▸ **TEXT SHOWN**
The Bonferroni correction is preffered when you want to be as conservative as possible and try to limit the existence of false positives in your results. If you are testing lots of hypotheses (large $n$), then this correction will likely lead to a high rate of false negatives. The BH correction is less punishing, we will have some more false positives but less false negatives. The choice of correction is a personal one and depends on the problem statement. I would add that if you want to be more certain that the variables you call “significantly different” are in fact different, choose the harsher Bonferroni.

So, we can write some code that takes in a response column and a variable column, and computes an unpaired two-sample Wilcoxon or t-test test statistic and p-value based on what the user wants.

  library(tidyverse)

  test_hypothesis <- function(df, var, response, type = "wilcox"){

    data <- df %>% select(!!sym(var), !!sym(response)) %>% group_by(!!sym(response)) %>% group_split()

    if (type == "wilcox"){
      stat <- wilcox.test(data[[1]][[var]] , data[[2]][[var]], alternative = "two.sided", paired = FALSE)

▸ **WHAT TO WORK ON**
(1) Do these statements agree with the text on Bonferroni and BH corrections? For each, answer yes or no and quote the exact words of the text that decide it. (a) The BH correction gives fewer false negatives than the Bonferroni correction. (b) When many hypotheses are tested, the Bonferroni correction will likely lead to a high rate of false positives. (c) The code in the text computes a paired test.
(2) Continue the text on Bonferroni and BH corrections from where it stops, and finish the function it has begun.

▸ **GIVEN RECORDS**
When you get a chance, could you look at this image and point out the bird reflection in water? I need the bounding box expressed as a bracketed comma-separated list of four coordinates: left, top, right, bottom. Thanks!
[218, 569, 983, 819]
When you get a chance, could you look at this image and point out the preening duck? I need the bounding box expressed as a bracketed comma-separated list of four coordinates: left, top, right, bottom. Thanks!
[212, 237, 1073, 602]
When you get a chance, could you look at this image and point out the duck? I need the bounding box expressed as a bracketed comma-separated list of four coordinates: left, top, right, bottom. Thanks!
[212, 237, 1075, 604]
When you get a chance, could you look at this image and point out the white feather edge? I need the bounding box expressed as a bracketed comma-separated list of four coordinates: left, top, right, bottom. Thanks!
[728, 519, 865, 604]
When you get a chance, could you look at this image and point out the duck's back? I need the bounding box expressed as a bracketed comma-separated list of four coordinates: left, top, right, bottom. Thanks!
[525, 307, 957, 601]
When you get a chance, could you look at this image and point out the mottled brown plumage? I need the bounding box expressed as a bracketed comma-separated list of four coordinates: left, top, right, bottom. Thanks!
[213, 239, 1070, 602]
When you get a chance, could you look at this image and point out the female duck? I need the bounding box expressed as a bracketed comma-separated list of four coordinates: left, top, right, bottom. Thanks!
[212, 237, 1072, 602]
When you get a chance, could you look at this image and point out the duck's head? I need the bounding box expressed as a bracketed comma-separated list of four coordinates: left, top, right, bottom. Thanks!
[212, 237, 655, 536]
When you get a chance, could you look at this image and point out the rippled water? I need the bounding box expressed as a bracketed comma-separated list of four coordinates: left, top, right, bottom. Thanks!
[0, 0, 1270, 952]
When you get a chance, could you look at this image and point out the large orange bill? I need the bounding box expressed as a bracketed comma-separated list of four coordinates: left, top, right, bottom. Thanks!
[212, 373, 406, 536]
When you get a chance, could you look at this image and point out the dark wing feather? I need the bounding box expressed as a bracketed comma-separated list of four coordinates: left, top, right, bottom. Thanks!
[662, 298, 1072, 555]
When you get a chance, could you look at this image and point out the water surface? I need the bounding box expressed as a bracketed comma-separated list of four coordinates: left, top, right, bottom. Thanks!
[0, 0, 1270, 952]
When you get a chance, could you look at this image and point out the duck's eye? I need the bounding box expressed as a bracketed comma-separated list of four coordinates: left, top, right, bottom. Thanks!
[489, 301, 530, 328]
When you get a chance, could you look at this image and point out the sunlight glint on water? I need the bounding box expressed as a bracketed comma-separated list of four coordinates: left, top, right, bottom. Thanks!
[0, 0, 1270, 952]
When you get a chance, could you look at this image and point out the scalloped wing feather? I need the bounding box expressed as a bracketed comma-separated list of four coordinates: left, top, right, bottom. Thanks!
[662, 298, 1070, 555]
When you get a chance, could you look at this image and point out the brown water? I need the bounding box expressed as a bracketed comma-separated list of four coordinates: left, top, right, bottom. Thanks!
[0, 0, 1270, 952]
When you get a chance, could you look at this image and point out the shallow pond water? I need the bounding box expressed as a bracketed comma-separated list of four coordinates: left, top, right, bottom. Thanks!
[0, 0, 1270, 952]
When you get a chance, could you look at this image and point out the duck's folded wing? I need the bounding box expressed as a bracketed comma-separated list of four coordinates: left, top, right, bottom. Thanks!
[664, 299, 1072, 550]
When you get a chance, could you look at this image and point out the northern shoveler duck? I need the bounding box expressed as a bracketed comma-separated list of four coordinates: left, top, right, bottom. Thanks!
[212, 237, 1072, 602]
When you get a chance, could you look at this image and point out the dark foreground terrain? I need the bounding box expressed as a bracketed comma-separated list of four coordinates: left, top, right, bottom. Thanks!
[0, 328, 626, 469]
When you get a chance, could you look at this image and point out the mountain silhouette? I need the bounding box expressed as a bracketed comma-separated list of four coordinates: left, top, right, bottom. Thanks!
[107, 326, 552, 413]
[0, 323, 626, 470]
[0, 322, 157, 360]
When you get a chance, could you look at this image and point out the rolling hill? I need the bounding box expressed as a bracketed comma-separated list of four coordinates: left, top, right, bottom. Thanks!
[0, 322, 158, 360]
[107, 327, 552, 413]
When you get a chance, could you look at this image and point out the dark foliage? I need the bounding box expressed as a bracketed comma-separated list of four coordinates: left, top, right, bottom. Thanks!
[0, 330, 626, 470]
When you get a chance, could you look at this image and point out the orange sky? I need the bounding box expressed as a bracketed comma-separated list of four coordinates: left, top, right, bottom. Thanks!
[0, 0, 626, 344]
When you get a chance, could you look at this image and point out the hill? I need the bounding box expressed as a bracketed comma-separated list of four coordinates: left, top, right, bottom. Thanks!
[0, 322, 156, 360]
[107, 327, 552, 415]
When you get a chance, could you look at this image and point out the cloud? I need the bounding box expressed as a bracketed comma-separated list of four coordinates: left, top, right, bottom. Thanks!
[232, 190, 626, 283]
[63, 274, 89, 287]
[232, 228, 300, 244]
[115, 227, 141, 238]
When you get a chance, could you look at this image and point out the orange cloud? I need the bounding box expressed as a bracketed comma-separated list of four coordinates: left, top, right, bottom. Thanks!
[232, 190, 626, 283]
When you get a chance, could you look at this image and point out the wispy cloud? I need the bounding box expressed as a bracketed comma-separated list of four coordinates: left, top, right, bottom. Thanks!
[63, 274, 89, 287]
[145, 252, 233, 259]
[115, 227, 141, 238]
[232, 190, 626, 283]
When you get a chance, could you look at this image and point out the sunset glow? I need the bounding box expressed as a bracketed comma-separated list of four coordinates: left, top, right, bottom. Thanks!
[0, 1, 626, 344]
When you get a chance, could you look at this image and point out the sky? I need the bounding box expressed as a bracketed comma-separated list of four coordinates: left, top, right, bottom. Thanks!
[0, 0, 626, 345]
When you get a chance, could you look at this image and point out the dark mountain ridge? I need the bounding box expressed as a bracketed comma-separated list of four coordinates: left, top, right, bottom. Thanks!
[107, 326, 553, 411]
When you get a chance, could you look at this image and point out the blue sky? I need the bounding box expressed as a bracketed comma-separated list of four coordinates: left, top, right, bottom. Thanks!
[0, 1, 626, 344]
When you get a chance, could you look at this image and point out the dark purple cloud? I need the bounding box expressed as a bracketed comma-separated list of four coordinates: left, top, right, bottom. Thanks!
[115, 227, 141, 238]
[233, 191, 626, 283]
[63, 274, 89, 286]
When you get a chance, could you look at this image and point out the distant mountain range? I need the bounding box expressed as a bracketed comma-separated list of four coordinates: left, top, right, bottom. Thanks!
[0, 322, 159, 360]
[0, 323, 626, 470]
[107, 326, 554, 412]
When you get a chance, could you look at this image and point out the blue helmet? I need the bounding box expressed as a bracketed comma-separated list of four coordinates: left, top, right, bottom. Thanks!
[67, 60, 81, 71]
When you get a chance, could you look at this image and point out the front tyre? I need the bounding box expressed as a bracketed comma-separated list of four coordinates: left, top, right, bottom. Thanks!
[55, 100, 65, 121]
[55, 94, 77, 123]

▸ **ANSWERS TO THE TASKS**
(1)
(a) Yes: "The BH correction is less punishing, we will have some more false positives but less false negatives."
(b) No: "If you are testing lots of hypotheses (large $n$), then this correction will likely lead to a high rate of false negatives."
(c) No: "computes an unpaired two-sample Wilcoxon or t-test test statistic and p-value based on what the user wants."

(2)
      tstat <- stat$statistic[["W"]]
    } else{
      stat <- t.test(data[[1]][[var]], data[[2]][[var]], alternative = "two.sided", paired = FALSE)
      tstat <- stat$statistic[["t"]]

    }

    data.frame(variable = var, response = response, test_statistic = tstat, p_value = stat$p.value)


  }

Now, assume you have an excel file with the data. There are multiple sheets, each with one response variable and many columns with variables to test. We want to read all that data in, and then test those hypotheses.

    library(tidyverse)
    library(readxl)

    #read all excel data in
    #filepath is the path to file
    #n.sheets is the number of sheet in the excel file
    get_excel_data <- function(filepath, n.sheets){

      lapply(1:n.sheets, function(x) read_excel(path = filepath, sheet = x) %>% mutate(sheet = x))

    }


    #wrapper function for testing all the hypotheses for a given sheet's worth of data
    #response is the name of the response variable as a character
    #type is the type of test to run - either "t" or "wilcox"
    wrap_test <- function(df, response, type = "wilcox"){

      vars <- setdiff(colnames(df), c(response, "sheet"))

      lapply(vars, function(x) test_hypothesis(df, x, response, type)) %>% do.call(rbind, .) %>% as_tibble() %>% mutate(sheet = unique(df$sheet))

    }

    #multiple hypothesis testing correction
    #alpha is single test alpha
    #correction is either bonferroni or benjamini
    #fdr is the false discovery rate which only needs to be set if correection_type is benjamini
    mult_test <- function(df, alpha, fdr = 0.05, correction_type = "bonferroni"){

      n <- nrow(df)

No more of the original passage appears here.